== Exercise material

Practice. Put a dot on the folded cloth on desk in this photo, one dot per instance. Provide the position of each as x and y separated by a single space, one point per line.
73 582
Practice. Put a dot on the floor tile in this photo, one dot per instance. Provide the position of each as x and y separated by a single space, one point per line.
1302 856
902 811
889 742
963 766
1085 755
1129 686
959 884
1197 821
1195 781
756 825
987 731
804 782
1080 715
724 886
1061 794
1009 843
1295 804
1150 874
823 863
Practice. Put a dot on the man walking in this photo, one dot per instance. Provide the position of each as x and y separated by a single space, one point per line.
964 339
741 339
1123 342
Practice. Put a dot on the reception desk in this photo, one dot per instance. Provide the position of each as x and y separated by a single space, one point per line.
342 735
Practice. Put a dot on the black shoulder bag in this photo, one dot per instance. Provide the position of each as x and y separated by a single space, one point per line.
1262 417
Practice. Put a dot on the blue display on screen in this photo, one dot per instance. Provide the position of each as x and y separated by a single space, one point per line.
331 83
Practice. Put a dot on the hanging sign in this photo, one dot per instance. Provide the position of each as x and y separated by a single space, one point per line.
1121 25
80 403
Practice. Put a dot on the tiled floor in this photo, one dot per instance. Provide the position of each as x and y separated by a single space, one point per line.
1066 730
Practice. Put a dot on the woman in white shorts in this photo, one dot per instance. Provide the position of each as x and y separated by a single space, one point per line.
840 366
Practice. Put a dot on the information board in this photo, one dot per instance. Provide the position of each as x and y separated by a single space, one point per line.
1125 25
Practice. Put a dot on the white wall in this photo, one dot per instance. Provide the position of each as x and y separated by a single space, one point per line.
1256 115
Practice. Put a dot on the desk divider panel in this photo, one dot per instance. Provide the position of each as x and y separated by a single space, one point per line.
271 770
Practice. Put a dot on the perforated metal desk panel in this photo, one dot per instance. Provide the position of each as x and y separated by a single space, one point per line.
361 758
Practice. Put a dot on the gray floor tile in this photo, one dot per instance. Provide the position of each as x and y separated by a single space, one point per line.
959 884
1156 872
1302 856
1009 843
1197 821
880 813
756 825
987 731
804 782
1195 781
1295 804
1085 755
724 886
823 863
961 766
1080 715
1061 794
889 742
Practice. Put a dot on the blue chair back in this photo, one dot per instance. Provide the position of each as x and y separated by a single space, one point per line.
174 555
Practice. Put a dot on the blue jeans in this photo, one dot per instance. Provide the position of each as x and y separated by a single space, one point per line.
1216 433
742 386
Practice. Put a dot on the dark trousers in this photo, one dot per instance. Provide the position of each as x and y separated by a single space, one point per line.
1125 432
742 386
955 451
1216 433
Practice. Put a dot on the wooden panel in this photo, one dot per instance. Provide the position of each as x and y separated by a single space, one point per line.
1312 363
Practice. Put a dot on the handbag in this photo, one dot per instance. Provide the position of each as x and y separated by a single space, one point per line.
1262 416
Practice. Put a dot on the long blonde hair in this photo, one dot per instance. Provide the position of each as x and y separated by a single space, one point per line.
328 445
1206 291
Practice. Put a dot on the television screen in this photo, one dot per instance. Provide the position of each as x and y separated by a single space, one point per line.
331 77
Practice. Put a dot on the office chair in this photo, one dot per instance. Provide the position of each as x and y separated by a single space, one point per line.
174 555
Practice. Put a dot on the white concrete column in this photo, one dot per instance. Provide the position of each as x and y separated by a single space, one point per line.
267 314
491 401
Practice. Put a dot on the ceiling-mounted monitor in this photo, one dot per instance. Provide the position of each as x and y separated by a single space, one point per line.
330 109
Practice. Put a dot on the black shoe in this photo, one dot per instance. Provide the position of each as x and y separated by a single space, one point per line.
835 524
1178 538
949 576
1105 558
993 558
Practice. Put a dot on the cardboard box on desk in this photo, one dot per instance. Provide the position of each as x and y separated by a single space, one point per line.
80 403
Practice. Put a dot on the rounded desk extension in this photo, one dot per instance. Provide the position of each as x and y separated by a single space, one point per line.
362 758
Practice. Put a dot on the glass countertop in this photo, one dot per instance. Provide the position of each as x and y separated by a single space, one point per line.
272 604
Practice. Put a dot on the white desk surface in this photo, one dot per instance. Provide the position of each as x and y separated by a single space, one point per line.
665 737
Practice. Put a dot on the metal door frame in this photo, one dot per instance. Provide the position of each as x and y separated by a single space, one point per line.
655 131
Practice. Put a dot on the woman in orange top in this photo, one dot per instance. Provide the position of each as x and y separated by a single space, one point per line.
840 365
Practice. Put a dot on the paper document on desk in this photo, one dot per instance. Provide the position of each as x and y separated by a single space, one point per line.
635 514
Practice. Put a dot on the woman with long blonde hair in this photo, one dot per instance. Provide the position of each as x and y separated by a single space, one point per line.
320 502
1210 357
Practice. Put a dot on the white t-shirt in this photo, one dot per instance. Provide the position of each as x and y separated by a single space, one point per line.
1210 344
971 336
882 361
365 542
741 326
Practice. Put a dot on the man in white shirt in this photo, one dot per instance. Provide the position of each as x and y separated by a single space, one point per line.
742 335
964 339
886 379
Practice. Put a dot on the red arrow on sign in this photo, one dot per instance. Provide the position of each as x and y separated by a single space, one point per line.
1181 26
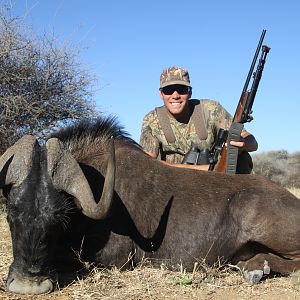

====

Pull out every line in the items above that contains the word "screen". Matching is case-sensitive.

Practice. Put a dot on the blue display on screen in this photo, one dot per instance. Provide the position of each as x and y separated by a single space, one point per line.
Practice. Put a dot on the television screen in this photo, one dot per instance. Provide the position of each as x and y separated by a single space, one point per line.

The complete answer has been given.